§ Task directions
Locate every line below that contains the string "white", and copy each of those lines. The match is case-sensitive.

§ Stored records
--- START ---
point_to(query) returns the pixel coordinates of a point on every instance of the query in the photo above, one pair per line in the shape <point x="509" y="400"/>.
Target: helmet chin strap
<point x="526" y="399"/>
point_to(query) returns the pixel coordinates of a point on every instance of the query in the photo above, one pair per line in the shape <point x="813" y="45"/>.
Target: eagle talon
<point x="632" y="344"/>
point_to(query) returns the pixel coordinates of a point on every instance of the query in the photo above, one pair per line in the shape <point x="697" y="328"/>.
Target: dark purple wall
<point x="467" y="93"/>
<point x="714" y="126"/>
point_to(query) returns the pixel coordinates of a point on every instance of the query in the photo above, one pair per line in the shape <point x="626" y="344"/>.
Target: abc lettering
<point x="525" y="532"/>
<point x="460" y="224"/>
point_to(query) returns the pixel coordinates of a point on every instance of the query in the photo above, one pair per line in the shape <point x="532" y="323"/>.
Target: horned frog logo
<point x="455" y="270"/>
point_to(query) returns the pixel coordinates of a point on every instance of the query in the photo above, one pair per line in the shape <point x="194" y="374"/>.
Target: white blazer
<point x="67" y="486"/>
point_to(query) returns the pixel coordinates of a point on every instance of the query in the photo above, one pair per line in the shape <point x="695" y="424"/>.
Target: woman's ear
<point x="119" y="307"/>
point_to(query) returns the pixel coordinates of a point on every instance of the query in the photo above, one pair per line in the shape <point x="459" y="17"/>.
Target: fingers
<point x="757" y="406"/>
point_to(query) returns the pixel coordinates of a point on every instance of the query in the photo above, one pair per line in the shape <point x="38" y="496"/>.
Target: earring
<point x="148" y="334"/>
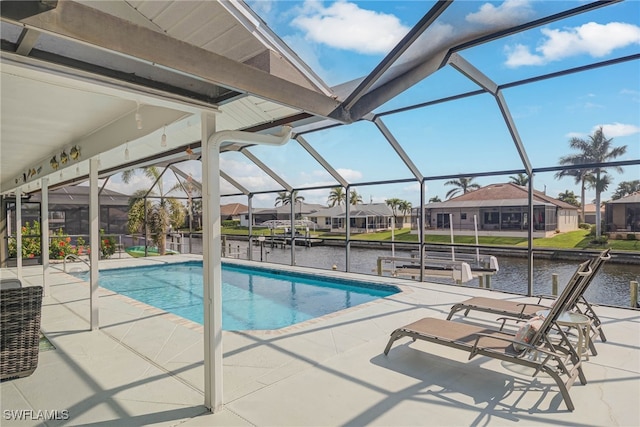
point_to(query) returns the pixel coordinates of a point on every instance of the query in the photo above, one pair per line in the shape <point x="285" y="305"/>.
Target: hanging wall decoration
<point x="75" y="152"/>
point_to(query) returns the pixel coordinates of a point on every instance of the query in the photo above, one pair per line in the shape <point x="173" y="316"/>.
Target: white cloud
<point x="571" y="135"/>
<point x="344" y="25"/>
<point x="613" y="130"/>
<point x="508" y="12"/>
<point x="519" y="55"/>
<point x="349" y="174"/>
<point x="261" y="7"/>
<point x="593" y="39"/>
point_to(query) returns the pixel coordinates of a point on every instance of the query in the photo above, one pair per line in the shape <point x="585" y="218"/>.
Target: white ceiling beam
<point x="92" y="27"/>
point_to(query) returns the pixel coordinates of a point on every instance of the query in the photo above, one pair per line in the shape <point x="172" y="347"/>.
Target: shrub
<point x="30" y="245"/>
<point x="602" y="240"/>
<point x="107" y="245"/>
<point x="60" y="245"/>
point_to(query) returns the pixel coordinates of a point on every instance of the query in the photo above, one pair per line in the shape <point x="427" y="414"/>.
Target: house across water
<point x="501" y="209"/>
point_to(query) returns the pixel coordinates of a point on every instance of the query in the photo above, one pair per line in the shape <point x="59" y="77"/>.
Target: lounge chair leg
<point x="453" y="311"/>
<point x="564" y="390"/>
<point x="395" y="335"/>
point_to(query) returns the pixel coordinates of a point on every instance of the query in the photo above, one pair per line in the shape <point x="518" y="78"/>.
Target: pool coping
<point x="195" y="326"/>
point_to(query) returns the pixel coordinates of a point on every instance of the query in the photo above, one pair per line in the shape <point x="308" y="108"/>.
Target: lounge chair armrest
<point x="545" y="296"/>
<point x="474" y="350"/>
<point x="504" y="320"/>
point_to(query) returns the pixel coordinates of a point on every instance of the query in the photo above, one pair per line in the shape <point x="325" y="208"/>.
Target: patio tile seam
<point x="155" y="364"/>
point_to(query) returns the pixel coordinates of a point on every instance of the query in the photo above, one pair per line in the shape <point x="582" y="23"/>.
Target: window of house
<point x="491" y="217"/>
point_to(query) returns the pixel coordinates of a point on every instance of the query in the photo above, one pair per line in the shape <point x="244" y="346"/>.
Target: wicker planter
<point x="20" y="312"/>
<point x="12" y="262"/>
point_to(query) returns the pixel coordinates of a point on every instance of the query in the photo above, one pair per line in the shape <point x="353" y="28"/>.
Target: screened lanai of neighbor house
<point x="219" y="94"/>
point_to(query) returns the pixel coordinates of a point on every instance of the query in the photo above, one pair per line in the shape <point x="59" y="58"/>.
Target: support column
<point x="212" y="267"/>
<point x="292" y="231"/>
<point x="421" y="230"/>
<point x="44" y="215"/>
<point x="250" y="219"/>
<point x="530" y="239"/>
<point x="347" y="231"/>
<point x="19" y="233"/>
<point x="94" y="243"/>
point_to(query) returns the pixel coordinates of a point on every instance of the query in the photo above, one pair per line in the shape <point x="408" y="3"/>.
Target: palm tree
<point x="337" y="196"/>
<point x="405" y="207"/>
<point x="520" y="179"/>
<point x="394" y="204"/>
<point x="568" y="196"/>
<point x="580" y="176"/>
<point x="596" y="149"/>
<point x="625" y="188"/>
<point x="161" y="211"/>
<point x="462" y="184"/>
<point x="285" y="198"/>
<point x="354" y="198"/>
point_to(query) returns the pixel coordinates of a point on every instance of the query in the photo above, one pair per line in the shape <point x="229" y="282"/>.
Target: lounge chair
<point x="541" y="352"/>
<point x="20" y="310"/>
<point x="528" y="310"/>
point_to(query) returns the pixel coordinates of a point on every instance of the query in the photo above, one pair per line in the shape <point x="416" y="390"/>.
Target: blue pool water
<point x="252" y="298"/>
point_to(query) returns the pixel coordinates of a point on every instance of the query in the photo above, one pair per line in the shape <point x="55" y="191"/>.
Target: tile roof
<point x="500" y="193"/>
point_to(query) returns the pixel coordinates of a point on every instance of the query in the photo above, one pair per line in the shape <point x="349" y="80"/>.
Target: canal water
<point x="611" y="286"/>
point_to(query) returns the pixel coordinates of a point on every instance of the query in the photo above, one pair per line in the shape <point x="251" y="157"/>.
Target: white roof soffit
<point x="176" y="45"/>
<point x="69" y="81"/>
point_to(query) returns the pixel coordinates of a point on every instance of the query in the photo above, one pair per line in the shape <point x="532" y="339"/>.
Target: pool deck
<point x="145" y="367"/>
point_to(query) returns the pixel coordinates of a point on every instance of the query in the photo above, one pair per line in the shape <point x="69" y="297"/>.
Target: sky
<point x="345" y="40"/>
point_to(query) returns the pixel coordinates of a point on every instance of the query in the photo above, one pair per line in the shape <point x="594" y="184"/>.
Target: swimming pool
<point x="252" y="298"/>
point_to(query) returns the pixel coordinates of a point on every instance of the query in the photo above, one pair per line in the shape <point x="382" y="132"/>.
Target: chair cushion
<point x="527" y="331"/>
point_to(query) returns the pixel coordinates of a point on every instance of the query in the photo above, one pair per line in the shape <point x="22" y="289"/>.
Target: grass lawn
<point x="572" y="240"/>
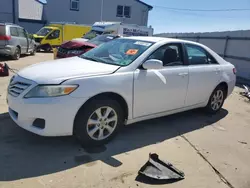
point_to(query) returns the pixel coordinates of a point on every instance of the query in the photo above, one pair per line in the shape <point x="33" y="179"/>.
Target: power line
<point x="202" y="10"/>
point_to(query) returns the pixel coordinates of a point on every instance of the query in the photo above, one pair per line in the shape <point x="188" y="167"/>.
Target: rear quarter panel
<point x="228" y="76"/>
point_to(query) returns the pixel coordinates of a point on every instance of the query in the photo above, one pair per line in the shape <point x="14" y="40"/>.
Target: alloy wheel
<point x="102" y="123"/>
<point x="217" y="100"/>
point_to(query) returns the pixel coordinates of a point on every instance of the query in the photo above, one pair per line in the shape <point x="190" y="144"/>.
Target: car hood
<point x="57" y="71"/>
<point x="77" y="43"/>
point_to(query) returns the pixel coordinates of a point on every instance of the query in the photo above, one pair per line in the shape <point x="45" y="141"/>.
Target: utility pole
<point x="102" y="9"/>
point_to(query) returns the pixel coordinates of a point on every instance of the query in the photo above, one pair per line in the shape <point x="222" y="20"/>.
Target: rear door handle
<point x="183" y="74"/>
<point x="217" y="70"/>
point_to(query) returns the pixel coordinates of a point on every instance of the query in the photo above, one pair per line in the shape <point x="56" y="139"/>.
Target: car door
<point x="23" y="40"/>
<point x="161" y="90"/>
<point x="204" y="74"/>
<point x="14" y="36"/>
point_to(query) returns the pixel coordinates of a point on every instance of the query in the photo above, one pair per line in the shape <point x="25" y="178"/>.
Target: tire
<point x="91" y="129"/>
<point x="17" y="54"/>
<point x="34" y="51"/>
<point x="216" y="100"/>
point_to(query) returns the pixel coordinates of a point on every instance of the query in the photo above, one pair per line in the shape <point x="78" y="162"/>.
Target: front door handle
<point x="183" y="74"/>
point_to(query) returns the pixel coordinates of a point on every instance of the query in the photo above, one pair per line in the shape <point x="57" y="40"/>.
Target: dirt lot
<point x="213" y="151"/>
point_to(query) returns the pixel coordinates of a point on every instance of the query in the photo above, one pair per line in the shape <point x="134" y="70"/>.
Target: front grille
<point x="38" y="40"/>
<point x="16" y="88"/>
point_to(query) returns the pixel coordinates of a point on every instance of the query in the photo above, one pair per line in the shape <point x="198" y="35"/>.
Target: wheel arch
<point x="108" y="95"/>
<point x="224" y="85"/>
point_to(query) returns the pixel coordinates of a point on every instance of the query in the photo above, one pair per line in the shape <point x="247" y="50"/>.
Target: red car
<point x="79" y="46"/>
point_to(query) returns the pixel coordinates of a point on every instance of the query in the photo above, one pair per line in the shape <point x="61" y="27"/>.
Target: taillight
<point x="5" y="37"/>
<point x="234" y="70"/>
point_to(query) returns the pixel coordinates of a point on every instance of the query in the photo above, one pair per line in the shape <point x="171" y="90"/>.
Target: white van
<point x="118" y="28"/>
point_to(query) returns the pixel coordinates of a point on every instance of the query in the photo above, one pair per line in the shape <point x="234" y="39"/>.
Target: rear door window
<point x="13" y="31"/>
<point x="2" y="30"/>
<point x="199" y="56"/>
--- END ---
§ The reply
Target: white blazer
Target: white cloud
Target: white ceiling beam
Target: white roof soffit
Target: white van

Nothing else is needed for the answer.